READING PASSAGE ▸
The U.S. rig count continued on its downward trajectory during the week ending Friday (May 22), albeit at a somewhat less dramatic pace, falling 21 units to finish at 318, according to the latest numbers from Baker Hughes Co. (BKR).
All of the declines came from the oil patch for the week, with natural gas-directed drilling holding steady at 79 rigs. The combined U.S. total ended the week 665 units behind its year-ago tally. The U.S. count has now plummeted by 474 rigs since March 13, BKR data show.
Two vertical rigs joined 22 horizontal rigs in exiting the patch, partially offset by the addition of three directional units. Gulf of Mexico activity finished unchanged at 12 rigs.
In Canada, a three-rig decline in gas drilling was partially offset by the addition of one oil-directed rig, dropping the Canadian rig count two overall to 21, down from 78 in the year-ago period.
The North American rig count fell 23 units to end at 339 for the week, down from 1,061 rigs active at this time last year.
Among plays, the Permian Basin saw the largest week/week decline at 13, dropping its total to 162 rigs, versus 451 a year ago. The Denver Julesburg-Niobrara, Eagle Ford Shale and Williston Basin each dropped two rigs for the week.
Among states, the Texas count slid 12 rigs overall to 138, down from 481 in the year-ago period. New Mexico dropped three rigs, while Colorado, North Dakota and Wyoming each dropped two. Pennsylvania dropped one rig from its total week/week, offset by the addition of one rig in West Virginia.

DATA SUPPLIED ▸
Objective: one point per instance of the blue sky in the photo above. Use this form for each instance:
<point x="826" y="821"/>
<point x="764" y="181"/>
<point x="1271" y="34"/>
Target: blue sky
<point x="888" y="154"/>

--

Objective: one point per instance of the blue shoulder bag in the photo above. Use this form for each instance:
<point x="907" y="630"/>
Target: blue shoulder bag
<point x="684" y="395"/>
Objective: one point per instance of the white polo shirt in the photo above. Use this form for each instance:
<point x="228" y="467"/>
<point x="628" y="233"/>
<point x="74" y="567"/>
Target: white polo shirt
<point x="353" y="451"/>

--

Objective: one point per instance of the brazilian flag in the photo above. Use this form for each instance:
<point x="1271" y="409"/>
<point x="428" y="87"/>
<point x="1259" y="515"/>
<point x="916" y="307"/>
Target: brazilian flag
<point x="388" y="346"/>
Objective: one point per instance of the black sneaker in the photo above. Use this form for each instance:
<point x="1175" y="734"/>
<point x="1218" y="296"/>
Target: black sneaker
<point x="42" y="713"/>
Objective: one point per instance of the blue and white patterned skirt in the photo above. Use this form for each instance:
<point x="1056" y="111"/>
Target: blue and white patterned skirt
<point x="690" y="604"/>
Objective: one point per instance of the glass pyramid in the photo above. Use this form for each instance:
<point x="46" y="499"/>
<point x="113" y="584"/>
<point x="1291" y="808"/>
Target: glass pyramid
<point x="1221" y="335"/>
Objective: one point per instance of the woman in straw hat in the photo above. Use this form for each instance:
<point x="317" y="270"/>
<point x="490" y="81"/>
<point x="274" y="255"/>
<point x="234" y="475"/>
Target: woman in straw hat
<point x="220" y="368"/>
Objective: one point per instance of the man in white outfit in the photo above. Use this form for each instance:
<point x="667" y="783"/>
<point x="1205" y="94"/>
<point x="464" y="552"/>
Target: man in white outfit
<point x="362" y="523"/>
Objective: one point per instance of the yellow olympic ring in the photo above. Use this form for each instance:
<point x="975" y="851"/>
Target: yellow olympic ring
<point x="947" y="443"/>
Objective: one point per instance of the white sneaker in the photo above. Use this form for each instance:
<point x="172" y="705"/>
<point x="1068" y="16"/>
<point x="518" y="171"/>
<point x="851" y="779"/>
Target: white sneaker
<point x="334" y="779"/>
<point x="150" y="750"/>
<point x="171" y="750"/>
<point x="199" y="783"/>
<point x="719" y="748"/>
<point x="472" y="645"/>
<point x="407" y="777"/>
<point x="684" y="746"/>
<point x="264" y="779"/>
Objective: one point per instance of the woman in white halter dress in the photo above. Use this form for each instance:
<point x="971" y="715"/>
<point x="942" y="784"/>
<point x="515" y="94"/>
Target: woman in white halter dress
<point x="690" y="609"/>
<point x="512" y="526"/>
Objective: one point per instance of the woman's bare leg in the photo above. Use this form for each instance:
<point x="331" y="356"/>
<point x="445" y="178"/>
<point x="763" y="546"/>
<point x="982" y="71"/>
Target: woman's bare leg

WHAT THIS EXERCISE ASKS ▸
1) Return the part of the rig count report starting with "The U.S. rig" and going on through "at 12 rigs.".
2) Carry the rig count report further, picking up after its final sentence.
The rows have no connection to the rig count report.

ANSWERS BY ITEM NUMBER ▸
1)
The U.S. rig count continued on its downward trajectory during the week ending Friday (May 22), albeit at a somewhat less dramatic pace, falling 21 units to finish at 318, according to the latest numbers from Baker Hughes Co. (BKR).
All of the declines came from the oil patch for the week, with natural gas-directed drilling holding steady at 79 rigs. The combined U.S. total ended the week 665 units behind its year-ago tally. The U.S. count has now plummeted by 474 rigs since March 13, BKR data show.
Two vertical rigs joined 22 horizontal rigs in exiting the patch, partially offset by the addition of three directional units. Gulf of Mexico activity finished unchanged at 12 rigs.

2)
With the Covid-19 pandemic still limiting energy demand, about 1.7 million b/d of existing oil production temporarily could be shut-in across the United States by early June, according to a recent analysis by IHS Markit.
Researchers said the curtailments are coming quickly from operating cash losses, lack of demand and storage capacity, as well as “an unwillingness to sell resources at the very low prices” since Covid-19 usurped demand.
Meanwhile, Equitrans Midstream Corp. said in a regulatory filing early in the week that its largest customer, EQT Corp., has started temporarily curtailing 1.4 Bcf/d of production in Ohio and Pennsylvania.
Equitrans said in the filing it expects the curtailments to last up to 45 days. It revised the forecast for second quarter net income, but full-year guidance remains unchanged.
The news came as the Energy Information Administration said it expects oil and natural gas production from seven of the most prolific U.S. onshore unconventional plays will be down in June from May, a second consecutive decline as the coronavirus continues to dent energy demand and prices.